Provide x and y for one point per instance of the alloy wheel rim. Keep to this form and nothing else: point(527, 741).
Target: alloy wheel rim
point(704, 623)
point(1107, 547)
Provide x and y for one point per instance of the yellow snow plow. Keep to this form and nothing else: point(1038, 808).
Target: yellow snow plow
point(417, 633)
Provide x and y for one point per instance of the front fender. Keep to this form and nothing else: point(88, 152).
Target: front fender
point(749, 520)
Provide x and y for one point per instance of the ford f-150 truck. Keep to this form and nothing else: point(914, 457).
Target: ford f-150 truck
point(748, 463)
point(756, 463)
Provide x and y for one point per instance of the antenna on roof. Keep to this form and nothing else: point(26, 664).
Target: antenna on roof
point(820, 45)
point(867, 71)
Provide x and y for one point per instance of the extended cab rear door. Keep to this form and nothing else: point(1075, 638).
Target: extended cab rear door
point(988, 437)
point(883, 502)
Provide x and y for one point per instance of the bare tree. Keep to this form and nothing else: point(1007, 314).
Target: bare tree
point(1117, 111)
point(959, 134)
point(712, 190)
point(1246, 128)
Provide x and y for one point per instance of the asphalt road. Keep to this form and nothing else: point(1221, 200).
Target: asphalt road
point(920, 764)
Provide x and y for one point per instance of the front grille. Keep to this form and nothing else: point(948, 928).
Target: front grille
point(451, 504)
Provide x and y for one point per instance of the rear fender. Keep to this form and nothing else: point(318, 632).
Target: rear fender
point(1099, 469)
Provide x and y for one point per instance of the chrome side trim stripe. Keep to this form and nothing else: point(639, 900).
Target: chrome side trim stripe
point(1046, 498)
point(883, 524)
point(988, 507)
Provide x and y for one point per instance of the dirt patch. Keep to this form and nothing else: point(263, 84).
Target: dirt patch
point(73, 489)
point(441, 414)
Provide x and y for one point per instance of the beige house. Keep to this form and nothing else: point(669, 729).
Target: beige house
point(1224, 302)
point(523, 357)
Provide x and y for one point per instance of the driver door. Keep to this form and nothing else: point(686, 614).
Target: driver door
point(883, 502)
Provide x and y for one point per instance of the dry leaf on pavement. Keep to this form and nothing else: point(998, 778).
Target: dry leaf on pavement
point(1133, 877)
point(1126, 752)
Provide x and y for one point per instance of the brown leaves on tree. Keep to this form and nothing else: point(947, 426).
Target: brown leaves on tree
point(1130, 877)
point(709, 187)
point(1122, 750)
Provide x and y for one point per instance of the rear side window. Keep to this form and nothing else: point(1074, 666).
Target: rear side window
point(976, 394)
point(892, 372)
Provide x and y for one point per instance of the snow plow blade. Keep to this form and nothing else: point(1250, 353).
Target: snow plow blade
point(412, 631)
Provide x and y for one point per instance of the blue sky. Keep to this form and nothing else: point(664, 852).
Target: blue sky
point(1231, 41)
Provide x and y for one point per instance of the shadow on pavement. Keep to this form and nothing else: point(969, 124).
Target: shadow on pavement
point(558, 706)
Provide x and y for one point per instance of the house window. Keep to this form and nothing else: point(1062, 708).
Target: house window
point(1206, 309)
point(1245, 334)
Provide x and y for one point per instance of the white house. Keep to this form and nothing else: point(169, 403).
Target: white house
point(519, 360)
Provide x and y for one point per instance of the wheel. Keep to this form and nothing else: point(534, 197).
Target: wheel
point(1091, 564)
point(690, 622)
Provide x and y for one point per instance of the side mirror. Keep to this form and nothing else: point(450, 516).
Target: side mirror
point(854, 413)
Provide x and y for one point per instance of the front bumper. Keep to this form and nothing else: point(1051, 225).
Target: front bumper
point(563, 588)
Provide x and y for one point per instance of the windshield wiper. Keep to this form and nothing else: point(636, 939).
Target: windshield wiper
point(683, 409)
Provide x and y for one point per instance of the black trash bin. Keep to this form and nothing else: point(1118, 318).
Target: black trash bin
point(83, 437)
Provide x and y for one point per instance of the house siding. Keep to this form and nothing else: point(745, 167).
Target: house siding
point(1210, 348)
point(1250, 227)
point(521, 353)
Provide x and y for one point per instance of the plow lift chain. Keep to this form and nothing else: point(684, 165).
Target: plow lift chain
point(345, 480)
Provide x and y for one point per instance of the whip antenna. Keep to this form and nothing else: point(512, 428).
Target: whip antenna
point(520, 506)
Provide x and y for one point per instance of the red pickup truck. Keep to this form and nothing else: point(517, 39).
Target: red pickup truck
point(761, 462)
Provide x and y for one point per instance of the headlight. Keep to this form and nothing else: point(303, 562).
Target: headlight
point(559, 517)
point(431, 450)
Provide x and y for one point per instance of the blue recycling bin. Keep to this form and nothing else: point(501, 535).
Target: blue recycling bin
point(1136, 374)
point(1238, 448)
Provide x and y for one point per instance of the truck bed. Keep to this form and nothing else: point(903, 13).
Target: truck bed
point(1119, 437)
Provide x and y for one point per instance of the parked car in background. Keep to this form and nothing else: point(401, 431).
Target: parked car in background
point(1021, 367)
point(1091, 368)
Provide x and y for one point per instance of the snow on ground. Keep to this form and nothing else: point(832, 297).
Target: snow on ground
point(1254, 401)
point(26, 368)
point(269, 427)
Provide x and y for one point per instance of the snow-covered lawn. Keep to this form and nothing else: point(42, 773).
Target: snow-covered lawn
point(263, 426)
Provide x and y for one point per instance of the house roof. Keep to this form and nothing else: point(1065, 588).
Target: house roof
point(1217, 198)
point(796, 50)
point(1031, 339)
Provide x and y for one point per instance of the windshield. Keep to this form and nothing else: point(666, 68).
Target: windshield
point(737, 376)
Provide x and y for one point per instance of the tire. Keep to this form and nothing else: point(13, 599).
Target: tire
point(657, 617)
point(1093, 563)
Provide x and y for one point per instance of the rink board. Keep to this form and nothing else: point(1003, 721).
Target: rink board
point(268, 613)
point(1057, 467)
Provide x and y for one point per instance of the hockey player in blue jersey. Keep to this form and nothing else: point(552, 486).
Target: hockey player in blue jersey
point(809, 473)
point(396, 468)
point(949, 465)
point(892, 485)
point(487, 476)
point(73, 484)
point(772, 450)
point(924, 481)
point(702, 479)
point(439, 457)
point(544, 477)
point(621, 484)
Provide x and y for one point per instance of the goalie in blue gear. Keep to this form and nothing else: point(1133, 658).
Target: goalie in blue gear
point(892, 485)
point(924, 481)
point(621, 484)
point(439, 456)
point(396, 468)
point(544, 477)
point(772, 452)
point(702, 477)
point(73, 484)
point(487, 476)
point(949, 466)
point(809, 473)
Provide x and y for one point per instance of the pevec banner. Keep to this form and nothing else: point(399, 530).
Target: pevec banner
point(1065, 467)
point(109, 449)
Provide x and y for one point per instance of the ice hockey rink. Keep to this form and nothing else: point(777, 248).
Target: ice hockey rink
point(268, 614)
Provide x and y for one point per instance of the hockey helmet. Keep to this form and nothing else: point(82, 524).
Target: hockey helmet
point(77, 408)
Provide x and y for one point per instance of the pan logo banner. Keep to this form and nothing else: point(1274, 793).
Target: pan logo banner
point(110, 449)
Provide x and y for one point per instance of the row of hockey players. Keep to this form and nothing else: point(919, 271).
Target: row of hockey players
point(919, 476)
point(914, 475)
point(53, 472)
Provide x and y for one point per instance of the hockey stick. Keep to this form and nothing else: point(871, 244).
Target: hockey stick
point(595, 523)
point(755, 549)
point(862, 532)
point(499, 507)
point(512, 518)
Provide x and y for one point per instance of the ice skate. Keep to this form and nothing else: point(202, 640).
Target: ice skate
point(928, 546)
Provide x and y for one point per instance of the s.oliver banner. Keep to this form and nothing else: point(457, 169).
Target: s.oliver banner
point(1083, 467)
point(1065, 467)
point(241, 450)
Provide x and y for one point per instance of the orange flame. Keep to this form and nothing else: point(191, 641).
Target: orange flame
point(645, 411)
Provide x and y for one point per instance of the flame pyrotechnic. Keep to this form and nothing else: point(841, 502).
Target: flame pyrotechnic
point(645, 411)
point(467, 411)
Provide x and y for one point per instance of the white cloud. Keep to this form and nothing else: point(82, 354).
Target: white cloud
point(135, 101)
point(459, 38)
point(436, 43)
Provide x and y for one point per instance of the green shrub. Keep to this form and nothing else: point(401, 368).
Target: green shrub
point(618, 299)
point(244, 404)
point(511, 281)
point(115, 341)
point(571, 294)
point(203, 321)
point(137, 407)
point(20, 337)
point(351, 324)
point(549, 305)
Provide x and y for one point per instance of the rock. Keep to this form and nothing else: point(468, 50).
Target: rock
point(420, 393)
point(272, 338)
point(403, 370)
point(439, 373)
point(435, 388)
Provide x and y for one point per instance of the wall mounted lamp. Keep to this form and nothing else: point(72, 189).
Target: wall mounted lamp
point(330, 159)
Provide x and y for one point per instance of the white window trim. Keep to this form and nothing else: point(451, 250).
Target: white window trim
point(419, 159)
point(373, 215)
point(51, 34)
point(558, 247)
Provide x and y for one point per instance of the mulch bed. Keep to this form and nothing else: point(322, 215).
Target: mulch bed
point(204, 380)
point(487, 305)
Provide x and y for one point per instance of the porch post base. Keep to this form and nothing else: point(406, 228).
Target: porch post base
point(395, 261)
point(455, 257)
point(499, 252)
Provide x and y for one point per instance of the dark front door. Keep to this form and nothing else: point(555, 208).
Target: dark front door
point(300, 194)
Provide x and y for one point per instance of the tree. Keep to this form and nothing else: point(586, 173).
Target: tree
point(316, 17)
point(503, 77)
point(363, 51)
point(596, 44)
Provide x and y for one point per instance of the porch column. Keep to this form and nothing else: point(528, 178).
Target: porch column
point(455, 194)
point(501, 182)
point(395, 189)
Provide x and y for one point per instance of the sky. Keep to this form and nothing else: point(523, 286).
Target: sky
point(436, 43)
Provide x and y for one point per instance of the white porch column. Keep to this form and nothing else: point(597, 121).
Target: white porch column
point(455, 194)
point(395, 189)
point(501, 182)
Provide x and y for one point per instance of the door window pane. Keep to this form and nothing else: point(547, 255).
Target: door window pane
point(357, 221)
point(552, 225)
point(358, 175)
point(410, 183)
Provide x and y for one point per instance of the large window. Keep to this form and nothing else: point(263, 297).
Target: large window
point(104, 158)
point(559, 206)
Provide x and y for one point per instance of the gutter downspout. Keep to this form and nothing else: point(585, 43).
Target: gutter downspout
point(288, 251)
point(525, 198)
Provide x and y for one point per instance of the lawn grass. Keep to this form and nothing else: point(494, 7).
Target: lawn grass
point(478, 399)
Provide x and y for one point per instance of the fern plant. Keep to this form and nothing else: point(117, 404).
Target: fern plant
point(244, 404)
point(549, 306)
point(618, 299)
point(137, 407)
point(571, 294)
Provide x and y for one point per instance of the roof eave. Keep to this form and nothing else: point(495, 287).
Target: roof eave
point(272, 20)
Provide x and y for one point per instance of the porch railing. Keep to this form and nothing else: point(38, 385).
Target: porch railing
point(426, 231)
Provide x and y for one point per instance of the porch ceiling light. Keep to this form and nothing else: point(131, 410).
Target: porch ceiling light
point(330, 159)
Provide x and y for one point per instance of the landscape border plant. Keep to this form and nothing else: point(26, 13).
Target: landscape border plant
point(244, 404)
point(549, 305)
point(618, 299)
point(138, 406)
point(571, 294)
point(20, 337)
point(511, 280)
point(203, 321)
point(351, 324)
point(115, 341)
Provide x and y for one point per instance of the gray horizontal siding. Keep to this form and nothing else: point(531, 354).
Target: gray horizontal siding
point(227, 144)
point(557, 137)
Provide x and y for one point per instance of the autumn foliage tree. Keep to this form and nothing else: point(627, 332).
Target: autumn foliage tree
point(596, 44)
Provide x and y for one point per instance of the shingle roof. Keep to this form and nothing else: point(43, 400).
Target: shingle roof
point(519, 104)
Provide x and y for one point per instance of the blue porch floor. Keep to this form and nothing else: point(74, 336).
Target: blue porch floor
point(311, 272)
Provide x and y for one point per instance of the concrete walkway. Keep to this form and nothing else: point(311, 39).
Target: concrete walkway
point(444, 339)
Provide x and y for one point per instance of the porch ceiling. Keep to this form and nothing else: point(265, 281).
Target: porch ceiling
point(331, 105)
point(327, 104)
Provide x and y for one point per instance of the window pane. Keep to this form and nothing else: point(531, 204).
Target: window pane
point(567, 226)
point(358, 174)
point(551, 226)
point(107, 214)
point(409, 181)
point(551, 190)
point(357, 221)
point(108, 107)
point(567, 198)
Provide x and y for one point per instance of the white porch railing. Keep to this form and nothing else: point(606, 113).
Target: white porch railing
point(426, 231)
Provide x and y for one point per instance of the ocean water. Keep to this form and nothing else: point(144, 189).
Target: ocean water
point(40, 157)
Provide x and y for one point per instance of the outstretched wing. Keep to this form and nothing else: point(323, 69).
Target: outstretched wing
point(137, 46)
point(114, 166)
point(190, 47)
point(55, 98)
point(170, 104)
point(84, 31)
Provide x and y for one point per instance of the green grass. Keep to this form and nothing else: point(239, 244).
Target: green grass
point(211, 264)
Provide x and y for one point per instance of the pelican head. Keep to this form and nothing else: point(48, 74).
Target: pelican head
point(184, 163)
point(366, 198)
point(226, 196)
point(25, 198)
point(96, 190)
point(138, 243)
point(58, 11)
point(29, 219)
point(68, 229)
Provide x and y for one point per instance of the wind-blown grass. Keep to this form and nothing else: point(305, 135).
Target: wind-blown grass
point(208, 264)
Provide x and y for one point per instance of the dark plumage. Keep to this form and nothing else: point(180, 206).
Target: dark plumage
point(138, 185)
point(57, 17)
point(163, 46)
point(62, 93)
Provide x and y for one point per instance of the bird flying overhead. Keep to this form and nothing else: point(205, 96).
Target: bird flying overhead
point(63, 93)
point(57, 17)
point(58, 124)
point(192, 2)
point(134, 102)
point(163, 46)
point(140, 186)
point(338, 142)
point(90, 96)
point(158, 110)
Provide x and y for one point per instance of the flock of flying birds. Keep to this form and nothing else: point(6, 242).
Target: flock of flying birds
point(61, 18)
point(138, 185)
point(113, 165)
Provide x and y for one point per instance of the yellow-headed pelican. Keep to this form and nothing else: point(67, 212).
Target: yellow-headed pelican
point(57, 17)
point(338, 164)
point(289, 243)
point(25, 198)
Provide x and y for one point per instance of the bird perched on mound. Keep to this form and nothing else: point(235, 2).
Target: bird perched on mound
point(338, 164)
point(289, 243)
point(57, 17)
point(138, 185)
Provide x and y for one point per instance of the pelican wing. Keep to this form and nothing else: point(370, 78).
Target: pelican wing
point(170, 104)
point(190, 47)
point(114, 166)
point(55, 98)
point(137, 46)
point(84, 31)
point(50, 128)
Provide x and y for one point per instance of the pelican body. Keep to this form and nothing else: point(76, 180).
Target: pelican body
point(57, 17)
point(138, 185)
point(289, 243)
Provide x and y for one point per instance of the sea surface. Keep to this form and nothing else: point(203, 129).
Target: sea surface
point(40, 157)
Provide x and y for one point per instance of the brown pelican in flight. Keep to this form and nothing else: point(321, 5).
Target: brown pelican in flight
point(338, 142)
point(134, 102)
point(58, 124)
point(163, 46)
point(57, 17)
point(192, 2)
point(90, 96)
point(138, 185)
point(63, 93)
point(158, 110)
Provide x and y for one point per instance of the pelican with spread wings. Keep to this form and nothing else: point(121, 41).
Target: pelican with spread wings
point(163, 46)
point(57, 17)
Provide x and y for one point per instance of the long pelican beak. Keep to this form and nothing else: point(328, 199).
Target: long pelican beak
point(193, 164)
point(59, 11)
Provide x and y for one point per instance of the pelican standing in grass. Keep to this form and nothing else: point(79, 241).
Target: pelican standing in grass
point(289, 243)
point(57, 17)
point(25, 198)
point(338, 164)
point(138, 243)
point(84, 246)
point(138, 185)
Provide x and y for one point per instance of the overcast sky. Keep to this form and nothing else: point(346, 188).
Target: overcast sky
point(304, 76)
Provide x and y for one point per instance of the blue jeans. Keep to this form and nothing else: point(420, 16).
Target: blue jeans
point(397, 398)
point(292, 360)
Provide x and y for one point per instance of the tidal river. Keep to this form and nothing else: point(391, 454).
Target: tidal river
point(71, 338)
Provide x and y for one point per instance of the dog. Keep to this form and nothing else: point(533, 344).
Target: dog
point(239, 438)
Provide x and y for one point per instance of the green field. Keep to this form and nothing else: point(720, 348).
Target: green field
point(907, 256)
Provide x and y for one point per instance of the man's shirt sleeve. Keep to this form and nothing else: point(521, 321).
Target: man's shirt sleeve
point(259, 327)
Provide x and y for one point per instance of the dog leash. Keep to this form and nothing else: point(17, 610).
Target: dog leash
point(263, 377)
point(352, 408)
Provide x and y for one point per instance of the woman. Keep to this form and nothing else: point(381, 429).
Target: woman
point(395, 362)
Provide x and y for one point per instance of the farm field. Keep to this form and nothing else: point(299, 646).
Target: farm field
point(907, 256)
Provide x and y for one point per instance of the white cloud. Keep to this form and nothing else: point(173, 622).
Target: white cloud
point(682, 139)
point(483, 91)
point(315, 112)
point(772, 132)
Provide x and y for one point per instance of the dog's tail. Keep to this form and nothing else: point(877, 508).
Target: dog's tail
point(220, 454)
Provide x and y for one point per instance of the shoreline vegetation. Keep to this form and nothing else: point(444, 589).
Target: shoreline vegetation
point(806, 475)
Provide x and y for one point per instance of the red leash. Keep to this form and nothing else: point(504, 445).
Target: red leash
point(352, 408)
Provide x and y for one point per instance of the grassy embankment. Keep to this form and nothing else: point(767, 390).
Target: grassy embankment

----

● What this task involves: Print exactly the lines above, starting at the line that contains "else: point(877, 508)." and ending with the last line of the records, both included.

● Solution to this task:
Provide x and y for one point per instance of the dog's tail. Keep to this form and nothing else: point(877, 508).
Target: dog's tail
point(220, 454)
Provide x and y for one point per instance of the shoreline vegetation. Keep to this form and nothing else: point(444, 589).
Target: shoreline vegetation
point(806, 475)
Provide x and y for one point per instance of the red leash. Keep to this form and nothing else: point(504, 445).
Target: red leash
point(352, 408)
Provide x and y for one point per instance of the grassy embankment. Keep to this form and nothing else: point(767, 390).
Target: grassy embankment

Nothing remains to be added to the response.